OBJETIVO DA TAREFA: Transcreva fielmente o trecho do texto sobre a Áustria e a Rússia, começando em "Em segundo lugar, tem" e terminando em "composto de servos.".

TEXTO EXTRAÍDO:
__________________________________________________
Em segundo lugar, tem um significado particularmente grande a correlação completamente diferente entre as nacionalidades na Áustria e na Rússia quanto à questão que estamos a tratar. A Áustria não só foi durante longo tempo um Estado em que predominavam os alemães, como também os alemães da Áustria pretendiam a hegemonia na nação alemã em geral. Esta «pretensão», como talvez se digne recordar Rosa Luxemburg (que pretensamente tanto detesta lugares-comuns, chavões, abstracções...) foi liquidada pela guerra de 1866. A nação dominante na Áustria, a alemã, viu-se fora dos limites do Estado alemão independente, que se formou definitivamente por volta de 1871. Por outro lado, a tentativa dos húngaros de formar um Estado nacional independente fracassara já em 1849, sob os golpes do exército russo composto de servos.
Deste modo criou-se uma situação extraordinariamente original: a tendência dos húngaros, e depois também dos checos, exactamente não para se separar da Áustria, mas para conservar a integridade da Áustria precisamente no interesse da independência nacional, que poderia ser totalmente esmagada por vizinhos mais rapaces e fortes! A Áustria transformou-se, por força desta situação original, em Estado bicêntrico (dualista), e agora está a transformar-se em Estado tricêntrico (trialista: alemães, húngaros e eslavos).
Existe algo semelhante na Rússia? Há entre nós a tendência dos «alógenos» para a união com os grão-russos sob a ameaça duma opressão nacional pior ?
Basta colocar esta questão para ver até que ponto a comparação da Rússia com a Áustria quanto à questão da autodeterminação das nações é sem sentido, estereotipada e ignorante.
__________________________________________________
MATERIAL FORNECIDO:

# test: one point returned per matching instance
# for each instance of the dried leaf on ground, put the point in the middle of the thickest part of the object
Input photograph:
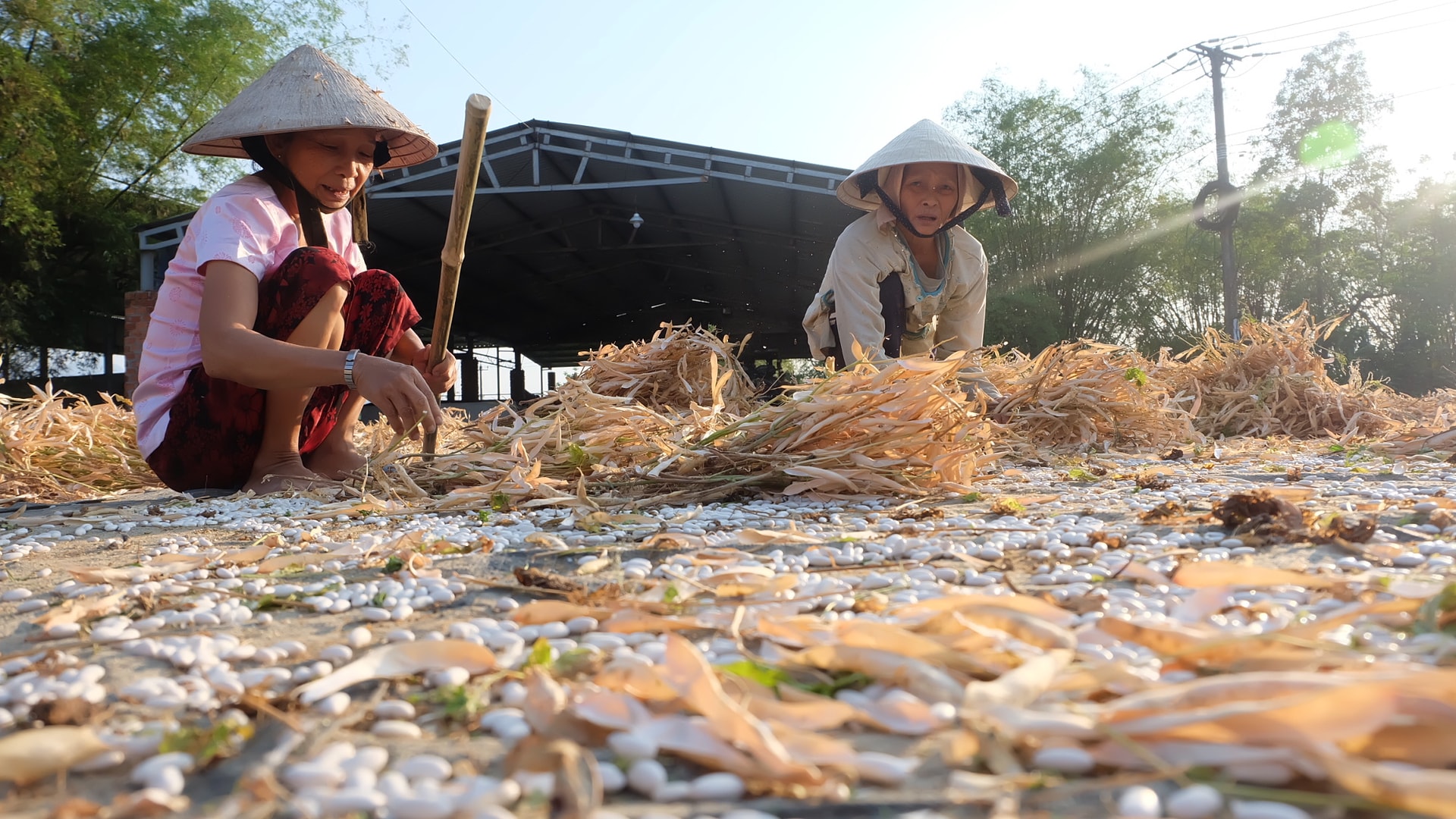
__________________________________________________
RESPOSTA À TAREFA:
Em segundo lugar, tem um significado particularmente grande a correlação completamente diferente entre as nacionalidades na Áustria e na Rússia quanto à questão que estamos a tratar. A Áustria não só foi durante longo tempo um Estado em que predominavam os alemães, como também os alemães da Áustria pretendiam a hegemonia na nação alemã em geral. Esta «pretensão», como talvez se digne recordar Rosa Luxemburg (que pretensamente tanto detesta lugares-comuns, chavões, abstracções...) foi liquidada pela guerra de 1866. A nação dominante na Áustria, a alemã, viu-se fora dos limites do Estado alemão independente, que se formou definitivamente por volta de 1871. Por outro lado, a tentativa dos húngaros de formar um Estado nacional independente fracassara já em 1849, sob os golpes do exército russo composto de servos.